• **TRAVAIL DEMANDÉ**
a – Traduisez en anglais cette phrase du texte source : « Il sait capter son auditoire, alternant exemples de terrain et réflexions pertinentes. »
b – Recopiez sans rien changer le passage du texte source qui va de « Assis, la tête » jusqu'à « à Sud Ouest. » inclus.
c – Poursuivez le portrait du journaliste Bernard Broustet à partir de sa dernière phrase.

• **TEXTE SOURCE**

=======

Pas économe de mots

L'information économique n'est pas un sujet facile : rencontre avec un journaliste aguerri.

 

Il sait capter son auditoire, alternant exemples de terrain et réflexions pertinentes. La gestuelle suit le discours, mains jointes vers le haut pour la réflexion, doigts tendus vers l'avant pour convaincre.

Assis, la tête légèrement en arrière, un calepin toujours sous la main, affable, le verbe percutant, Bernard Broustet, ancien journaliste à Sud Ouest a rencontré l'atelier de L'Observatoire.

 

Itinéraire

« Après des études de droit et Sciences Po, je ne me voyais pas devenir fonctionnaire d’État. Et puis Mai 68 est passé par là. Après quelques papiers envoyés au journal Combat, je découvre le plaisir d'écrire des articles. J'entre à Sud Ouest en 1973, j'y resterai 40 ans ». D'abord localier, puis affecté aux reportages de politique intérieure et extérieure (en particulier au Moyen-Orient) de1977 à 1983. Malheureusement, par manque de moyens du journal, sa vocation de grand reporter est contrariée, son dernier reportage date de1989. Il trouve l'opportunité de glisser vers l'économie et devient pigiste pour Les Echos pendant 20 ans et responsable de la rubrique économie à Sud Ouest.

Déontologie

La pratique de ce métier procède d'un long apprentissage où la démarche est différente selon l'expérience. Il faut savoir doser l'écoute, éviter l'agressivité, néanmoins être ferme, avoir la volonté et les moyens de croiser les sources rapidement (internet, comptes de l'entreprise, contacts syndicaux). Il s'agit de ne pas être prisonnier du message de la commande et de nouer une relation de confiance réciproque. À l'incise d'une question sur la manipulation, Bernard Broustet argumente :

« Bien sûr que la manipulation du journaliste existe ! Hélas! Mais il s'agit moins de manipulation que de tenir un fil, si ténu soit-il, dans une relation de confiance pour alimenter ses informations »

=======

• **MATÉRIEL FOURNI**
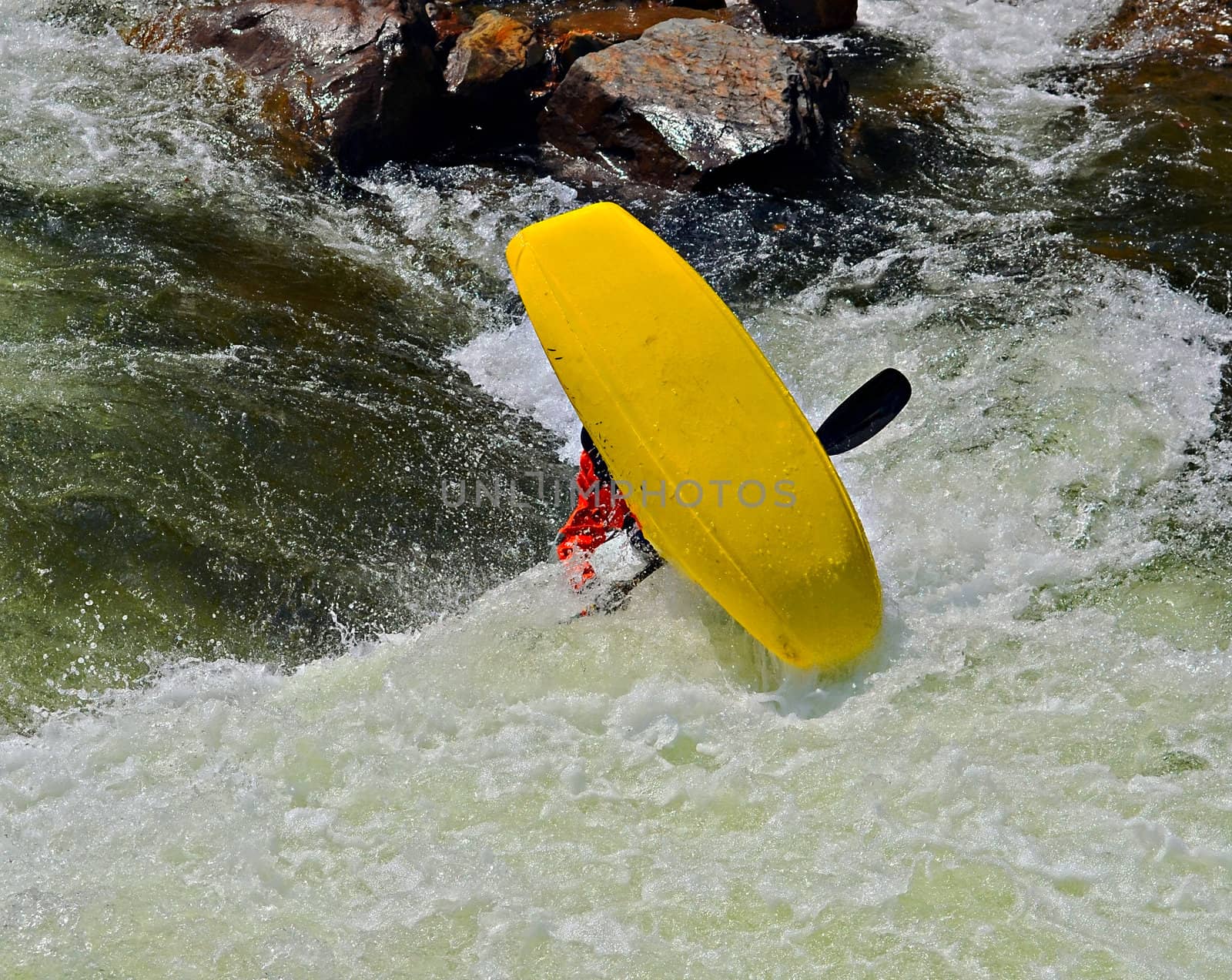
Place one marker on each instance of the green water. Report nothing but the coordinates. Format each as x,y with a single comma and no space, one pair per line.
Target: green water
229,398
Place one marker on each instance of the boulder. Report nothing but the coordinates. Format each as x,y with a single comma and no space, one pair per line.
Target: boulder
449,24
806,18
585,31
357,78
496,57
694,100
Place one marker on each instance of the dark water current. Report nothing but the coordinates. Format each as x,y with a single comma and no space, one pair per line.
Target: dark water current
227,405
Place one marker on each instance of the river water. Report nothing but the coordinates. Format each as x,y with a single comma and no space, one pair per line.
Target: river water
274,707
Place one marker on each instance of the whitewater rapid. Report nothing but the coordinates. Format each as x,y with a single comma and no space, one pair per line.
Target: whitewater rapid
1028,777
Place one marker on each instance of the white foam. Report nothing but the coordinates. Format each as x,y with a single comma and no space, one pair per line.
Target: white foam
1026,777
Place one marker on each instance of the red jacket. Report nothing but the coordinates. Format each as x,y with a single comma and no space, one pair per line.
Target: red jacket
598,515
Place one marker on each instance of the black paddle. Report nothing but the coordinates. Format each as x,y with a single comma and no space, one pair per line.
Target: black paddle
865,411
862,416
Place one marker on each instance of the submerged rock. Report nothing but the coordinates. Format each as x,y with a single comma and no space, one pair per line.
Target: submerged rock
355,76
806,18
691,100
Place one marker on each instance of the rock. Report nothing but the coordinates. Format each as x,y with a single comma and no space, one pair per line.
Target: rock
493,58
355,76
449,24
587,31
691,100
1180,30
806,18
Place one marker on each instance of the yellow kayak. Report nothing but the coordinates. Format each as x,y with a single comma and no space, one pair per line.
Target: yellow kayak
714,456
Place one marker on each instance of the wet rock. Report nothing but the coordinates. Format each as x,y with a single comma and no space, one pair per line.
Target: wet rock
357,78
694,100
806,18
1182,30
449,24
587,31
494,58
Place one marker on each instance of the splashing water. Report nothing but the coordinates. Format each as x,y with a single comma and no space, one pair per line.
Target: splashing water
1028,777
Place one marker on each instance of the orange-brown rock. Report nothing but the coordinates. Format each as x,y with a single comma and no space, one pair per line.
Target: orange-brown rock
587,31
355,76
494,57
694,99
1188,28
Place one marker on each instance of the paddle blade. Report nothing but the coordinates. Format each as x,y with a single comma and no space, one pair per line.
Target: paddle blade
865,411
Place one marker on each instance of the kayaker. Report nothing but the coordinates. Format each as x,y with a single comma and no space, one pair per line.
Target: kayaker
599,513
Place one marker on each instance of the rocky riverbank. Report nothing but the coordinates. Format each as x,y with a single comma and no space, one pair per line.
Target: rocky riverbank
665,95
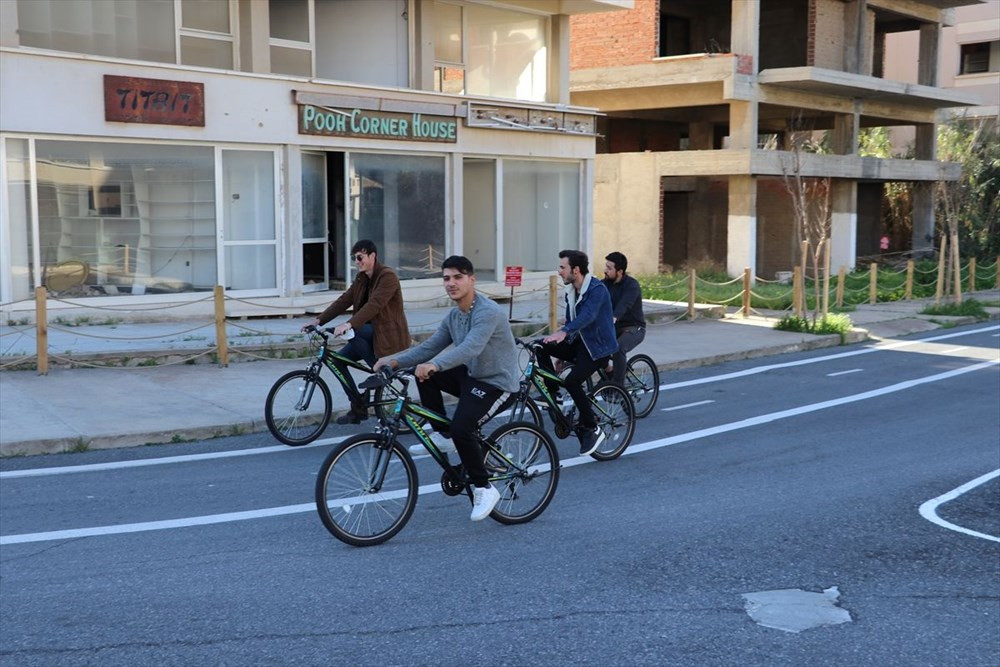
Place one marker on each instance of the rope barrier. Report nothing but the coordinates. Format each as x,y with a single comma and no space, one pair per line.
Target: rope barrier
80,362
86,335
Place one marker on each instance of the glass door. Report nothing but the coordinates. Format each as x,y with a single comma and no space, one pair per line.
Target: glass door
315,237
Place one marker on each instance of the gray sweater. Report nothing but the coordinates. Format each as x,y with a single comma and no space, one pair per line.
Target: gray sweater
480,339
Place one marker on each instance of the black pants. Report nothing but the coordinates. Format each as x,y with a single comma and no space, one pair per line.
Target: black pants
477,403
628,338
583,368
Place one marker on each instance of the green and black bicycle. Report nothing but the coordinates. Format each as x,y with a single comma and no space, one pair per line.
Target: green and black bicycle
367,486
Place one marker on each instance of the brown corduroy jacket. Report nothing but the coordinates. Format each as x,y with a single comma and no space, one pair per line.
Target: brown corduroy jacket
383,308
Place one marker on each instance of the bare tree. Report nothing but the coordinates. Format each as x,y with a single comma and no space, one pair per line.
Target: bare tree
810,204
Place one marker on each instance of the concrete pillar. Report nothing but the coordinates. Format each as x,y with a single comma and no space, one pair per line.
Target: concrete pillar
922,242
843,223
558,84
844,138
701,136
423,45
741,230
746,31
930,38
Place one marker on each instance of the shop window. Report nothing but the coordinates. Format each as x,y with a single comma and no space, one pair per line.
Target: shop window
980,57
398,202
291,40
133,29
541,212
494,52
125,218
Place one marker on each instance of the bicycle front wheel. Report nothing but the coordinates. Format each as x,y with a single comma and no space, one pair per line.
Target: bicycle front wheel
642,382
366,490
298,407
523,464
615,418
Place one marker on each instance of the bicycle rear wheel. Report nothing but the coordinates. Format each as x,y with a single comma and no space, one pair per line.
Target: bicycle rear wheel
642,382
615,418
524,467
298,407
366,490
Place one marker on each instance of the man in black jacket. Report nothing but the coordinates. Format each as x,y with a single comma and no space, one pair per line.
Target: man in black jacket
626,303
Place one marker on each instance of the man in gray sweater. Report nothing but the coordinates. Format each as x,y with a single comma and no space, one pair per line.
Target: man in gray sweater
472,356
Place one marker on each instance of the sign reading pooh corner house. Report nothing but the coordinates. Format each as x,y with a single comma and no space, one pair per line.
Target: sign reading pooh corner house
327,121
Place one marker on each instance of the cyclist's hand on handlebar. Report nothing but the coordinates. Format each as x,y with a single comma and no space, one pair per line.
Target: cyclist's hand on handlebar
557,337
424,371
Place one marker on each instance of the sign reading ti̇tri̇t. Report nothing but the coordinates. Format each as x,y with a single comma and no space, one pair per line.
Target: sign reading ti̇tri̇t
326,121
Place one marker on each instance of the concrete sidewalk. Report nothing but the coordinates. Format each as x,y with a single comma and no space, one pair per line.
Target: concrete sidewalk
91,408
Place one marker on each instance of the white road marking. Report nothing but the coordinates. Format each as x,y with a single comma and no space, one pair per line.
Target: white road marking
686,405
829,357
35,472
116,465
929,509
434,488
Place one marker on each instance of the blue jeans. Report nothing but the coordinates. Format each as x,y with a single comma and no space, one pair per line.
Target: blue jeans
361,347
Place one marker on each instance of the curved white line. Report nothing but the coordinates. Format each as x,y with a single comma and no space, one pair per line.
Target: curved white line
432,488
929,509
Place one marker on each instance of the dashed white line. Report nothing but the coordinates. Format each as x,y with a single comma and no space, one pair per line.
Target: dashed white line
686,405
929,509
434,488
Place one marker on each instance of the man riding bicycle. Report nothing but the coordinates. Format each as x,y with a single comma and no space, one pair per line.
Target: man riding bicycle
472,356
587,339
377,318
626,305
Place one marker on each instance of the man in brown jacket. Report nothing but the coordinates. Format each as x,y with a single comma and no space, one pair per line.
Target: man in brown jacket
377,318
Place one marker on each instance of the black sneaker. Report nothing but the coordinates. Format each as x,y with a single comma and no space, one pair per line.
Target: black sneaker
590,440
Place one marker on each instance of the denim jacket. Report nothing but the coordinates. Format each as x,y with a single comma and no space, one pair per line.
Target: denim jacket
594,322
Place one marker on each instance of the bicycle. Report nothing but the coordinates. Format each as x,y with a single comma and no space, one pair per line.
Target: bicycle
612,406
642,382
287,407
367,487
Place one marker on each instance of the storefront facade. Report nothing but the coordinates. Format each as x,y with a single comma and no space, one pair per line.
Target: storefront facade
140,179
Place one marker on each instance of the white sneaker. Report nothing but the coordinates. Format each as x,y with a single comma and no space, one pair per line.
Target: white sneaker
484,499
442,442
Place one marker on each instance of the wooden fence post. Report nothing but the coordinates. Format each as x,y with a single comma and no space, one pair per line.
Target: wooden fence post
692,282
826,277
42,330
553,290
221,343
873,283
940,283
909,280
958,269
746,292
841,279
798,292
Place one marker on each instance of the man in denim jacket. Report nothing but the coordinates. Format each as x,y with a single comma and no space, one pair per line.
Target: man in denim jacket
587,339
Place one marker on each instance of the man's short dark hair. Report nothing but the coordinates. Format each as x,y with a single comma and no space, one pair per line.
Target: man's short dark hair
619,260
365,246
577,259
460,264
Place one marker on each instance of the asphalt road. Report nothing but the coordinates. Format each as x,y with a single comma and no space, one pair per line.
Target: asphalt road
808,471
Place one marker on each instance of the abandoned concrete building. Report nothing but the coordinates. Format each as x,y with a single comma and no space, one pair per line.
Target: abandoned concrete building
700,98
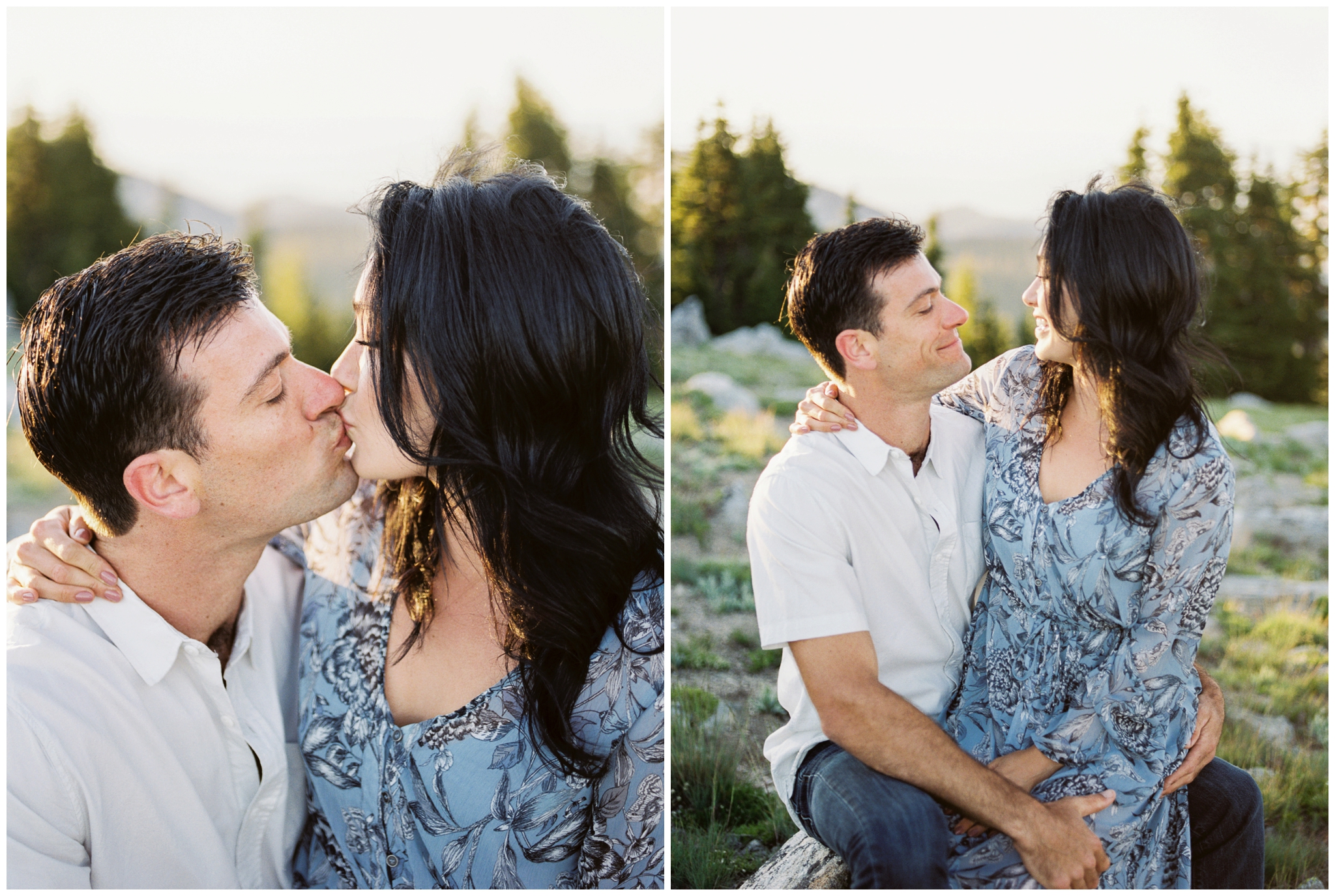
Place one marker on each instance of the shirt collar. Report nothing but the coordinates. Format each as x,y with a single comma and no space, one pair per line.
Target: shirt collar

=======

• **CORRIGÉS DANS L'ORDRE**
a – He knows how to hold his audience's attention, alternating between examples from the field and insightful reflections.

b –
Assis, la tête légèrement en arrière, un calepin toujours sous la main, affable, le verbe percutant, Bernard Broustet, ancien journaliste à Sud Ouest a rencontré l'atelier de L'Observatoire.

 

Itinéraire

« Après des études de droit et Sciences Po, je ne me voyais pas devenir fonctionnaire d’État. Et puis Mai 68 est passé par là. Après quelques papiers envoyés au journal Combat, je découvre le plaisir d'écrire des articles. J'entre à Sud Ouest en 1973, j'y resterai 40 ans ». D'abord localier, puis affecté aux reportages de politique intérieure et extérieure (en particulier au Moyen-Orient) de1977 à 1983. Malheureusement, par manque de moyens du journal, sa vocation de grand reporter est contrariée, son dernier reportage date de1989. Il trouve l'opportunité de glisser vers l'économie et devient pigiste pour Les Echos pendant 20 ans et responsable de la rubrique économie à Sud Ouest.

c –
La métaphore de l'alambic nous paraît ici pertinente pour illustrer le travail du journaliste en économie : abondance de notes, beaucoup d'informations pour en distiller une, solide, de qualité, vérifiée, accessible au lecteur. C'est la noblesse et la servitude du métier. À ce titre notre interlocuteur évoque avec émotion et conviction la couverture du conflit à la Sogerma. En mai 2006, EADS envisage la fermeture de sa filiale Sogerma pour pertes colossales, soit 1 000 emplois en jeu. Activité sensible de la Défense, la découverte de la vulnérabilité de l'entreprise entraine une succession de présidents et l'intervention du premier ministre (de Villepin). Le conflit dure plusieurs mois ! Dans ce contexte, il fallait chercher l'information auprès des syndicats pluriels, de la direction, des cadres, des politiques tout en gardant son intégrité.

À la question sur la liberté du journaliste par rapport à la ligne éditoriale, il répond sans ambages :

« Autant à Sud Ouest qu'aux Échos, j'ai toujours travaillé, dans l'essentiel de ma vie professionnelle, avec une grande liberté mais il faut une information la plus complète possible et sérieuse. »

 

Évolution, mutation

Sud Ouest a traversé ces dernières années des mutations importantes : déménagement, nouvelle maquette, devenir du tirage papier. « Lorsque Sud Ouest était rue de Cheverus, il était au cœur de la ville, à dix minutes à pied de la mairie, à un quart d'heure du conseil départemental et du conseil régional. Il n'était pas rare de rencontrer en chemin un élu, un dirigeant, une personnalité de la société civile. Le journal était le poumon du quartier. Aujourd'hui, la rédaction et l'impression sont rive droite, loin des arrêts du tram, dans des bâtiments sécurisés... Autre temps ! »

« Il est difficile à un professionnel de la presse écrite de se séparer du support papier. Bien sûr, j'utilise internet ! Mais tenir un journal ! Un journal, c'est un rythme, une scansion de papiers courts et longs, c'est une couleur d'encre, l'alternance texte/dessins/photos. C'est du vivant, la nouvelle maquette me plait, après son peignage elle présente un assez bon équilibre. L'organisation de la mise en page fait partie de l'ADN du journal ».

« L'arrivée du numérique, c'est la disparition annoncée des tirages papier ! À quelle échéance, on ne le sait pas. Impression et diffusion ont un coût exorbitant. Déjà, dans la presse anglo-saxonne, le numérique a supplanté le tirage papier. »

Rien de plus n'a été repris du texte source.